§ WHAT TO WORK ON
1) Answer these from the passage on the CAIL-2019 dataset:
(a) What makes up the input of CAIL-2019?
(b) From which source were all its legal documents collected?
(c) How many samples make up the test dataset?
2) Please recast the paragraph of the passage on the CAIL-2019 dataset that begins "CAIL-2019 is an open-source dataset" as a short list that keeps its main facts.
3) Carry on the passage on the CAIL-2019 dataset from the point where it stops.

§ DOCUMENT
- - - -

CAIL-2019 is an open-source dataset that focuses on the SCM task. The input of CAIL-2019 is a triplet (A, B, C), where A, B, and C are fact descriptions of three cases. The objective is to determine whether case A is more similar to case B or case C, simplifying the task into binary classification. Positive or Negative labels are assigned based on the similarity between cases A and B. If case A is similar to B, it is recorded as Positive. Otherwise, it is recorded as Negative. All legal documents from CAIL-2019 are collected from China Judgments Online.Footnote 4 There are 8,138 samples in the dataset, of which 5,102 samples constitute the training dataset, 1,536 samples constitute the validation dataset, and the test dataset is composed of the rest 1,500 samples. All samples are related to civil, and the similarity between these documents is defined by legal professionals. Table 1 provides an overview of the dataset, demonstrating a balanced distribution of positive and negative samples. Notably, the average input length of this dataset is relatively short, enabling assessment of the LECM's performance on such text.

- - - -

§ DATASET CONTENT

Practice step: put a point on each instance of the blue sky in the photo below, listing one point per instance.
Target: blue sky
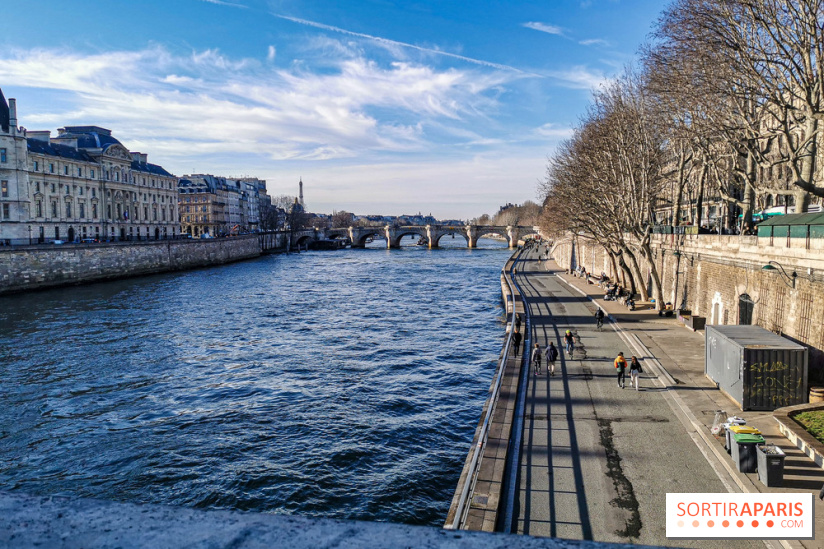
(448, 107)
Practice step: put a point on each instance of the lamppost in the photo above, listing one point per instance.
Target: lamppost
(769, 268)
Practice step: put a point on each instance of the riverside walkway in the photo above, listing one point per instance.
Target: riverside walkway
(598, 460)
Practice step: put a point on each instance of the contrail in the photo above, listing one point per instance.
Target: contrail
(395, 43)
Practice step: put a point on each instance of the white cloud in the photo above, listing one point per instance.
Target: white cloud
(594, 42)
(553, 131)
(580, 77)
(222, 3)
(395, 43)
(206, 102)
(543, 27)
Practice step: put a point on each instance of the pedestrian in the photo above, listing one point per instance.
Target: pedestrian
(516, 341)
(551, 357)
(635, 372)
(620, 366)
(569, 343)
(536, 359)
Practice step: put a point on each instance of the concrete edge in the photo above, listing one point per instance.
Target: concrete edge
(796, 434)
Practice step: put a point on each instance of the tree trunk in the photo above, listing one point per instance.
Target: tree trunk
(702, 177)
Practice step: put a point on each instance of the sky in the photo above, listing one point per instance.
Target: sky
(445, 107)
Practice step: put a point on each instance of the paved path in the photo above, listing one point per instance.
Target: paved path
(597, 459)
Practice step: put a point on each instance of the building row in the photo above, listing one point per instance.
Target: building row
(84, 184)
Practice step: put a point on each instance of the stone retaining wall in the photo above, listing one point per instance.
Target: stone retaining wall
(35, 267)
(712, 275)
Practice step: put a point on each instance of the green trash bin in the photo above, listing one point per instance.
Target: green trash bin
(743, 452)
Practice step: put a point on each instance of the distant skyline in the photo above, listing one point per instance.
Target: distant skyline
(448, 108)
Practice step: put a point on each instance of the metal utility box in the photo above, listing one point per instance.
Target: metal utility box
(756, 368)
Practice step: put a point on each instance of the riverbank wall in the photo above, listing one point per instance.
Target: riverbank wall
(481, 501)
(24, 268)
(722, 279)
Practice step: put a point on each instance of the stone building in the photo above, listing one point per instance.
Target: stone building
(218, 206)
(82, 184)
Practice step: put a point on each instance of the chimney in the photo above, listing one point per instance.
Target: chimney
(40, 135)
(13, 113)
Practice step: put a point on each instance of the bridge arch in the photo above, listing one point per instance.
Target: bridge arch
(362, 237)
(396, 235)
(435, 238)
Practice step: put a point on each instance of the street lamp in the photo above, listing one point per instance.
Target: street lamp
(769, 268)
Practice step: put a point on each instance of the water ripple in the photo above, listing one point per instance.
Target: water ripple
(344, 384)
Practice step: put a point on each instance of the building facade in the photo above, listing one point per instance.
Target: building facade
(219, 206)
(81, 185)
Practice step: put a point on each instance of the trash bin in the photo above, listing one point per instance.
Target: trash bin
(770, 464)
(738, 423)
(743, 451)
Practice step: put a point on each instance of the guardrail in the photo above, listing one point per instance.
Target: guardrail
(477, 450)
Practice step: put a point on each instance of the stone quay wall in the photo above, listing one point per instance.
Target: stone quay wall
(720, 277)
(34, 267)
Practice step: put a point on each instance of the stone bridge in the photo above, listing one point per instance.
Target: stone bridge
(432, 234)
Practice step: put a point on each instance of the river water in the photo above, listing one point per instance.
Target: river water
(340, 384)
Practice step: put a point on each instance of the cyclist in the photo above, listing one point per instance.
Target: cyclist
(569, 342)
(599, 317)
(536, 359)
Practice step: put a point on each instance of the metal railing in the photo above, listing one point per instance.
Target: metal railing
(474, 466)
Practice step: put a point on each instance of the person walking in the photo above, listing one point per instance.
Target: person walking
(599, 318)
(620, 366)
(536, 359)
(635, 372)
(551, 357)
(569, 343)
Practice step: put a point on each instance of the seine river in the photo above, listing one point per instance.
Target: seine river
(340, 384)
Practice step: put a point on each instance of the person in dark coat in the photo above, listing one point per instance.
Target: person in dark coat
(551, 357)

- - - -

§ SET OF ANSWERS
1)
(a) A triplet (A, B, C), where A, B, and C are fact descriptions of three cases.
(b) China Judgments Online.
(c) 1,500 samples.

2)
- CAIL-2019 is an open-source dataset focused on the SCM task.
- Input: a triplet (A, B, C) of fact descriptions of three cases.
- Goal: decide whether case A is more similar to case B or to case C, a binary classification.
- Labels: Positive if case A is similar to B, Negative otherwise.
- Source: all legal documents come from China Judgments Online.
- Size: 8,138 samples, with 5,102 for training, 1,536 for validation, and 1,500 for testing.
- All samples are civil, and legal professionals defined the similarity between documents.
- Table 1 shows a balanced split of positive and negative samples.
- The average input length is relatively short, which allows LECM's performance on such text to be assessed.

3)
Table 1 Data statistic

The LeCaRD dataset is a dataset for training the SCR task. LeCaRD is a legal case retrieval dataset in China's legal system, which is designed under the guidance of the official document published by the Supreme People's Court of China. LeCaRD consists of 107 query cases and 10,700 candidate cases, most of which are criminal cases. Each query will have about 100 candidate cases, and the model needs to sort the 100 candidate cases according to the similarity according to the text of the query. The higher the similarity, the higher the ranking. As evident from Table 1, the average query length is relatively shorter in comparison. However, the length of each candidate case is considerably longer, surpassing the maximum length capacity of general language models like Bert. This presents an opportunity to assess the performance of LECM when faced with a long document.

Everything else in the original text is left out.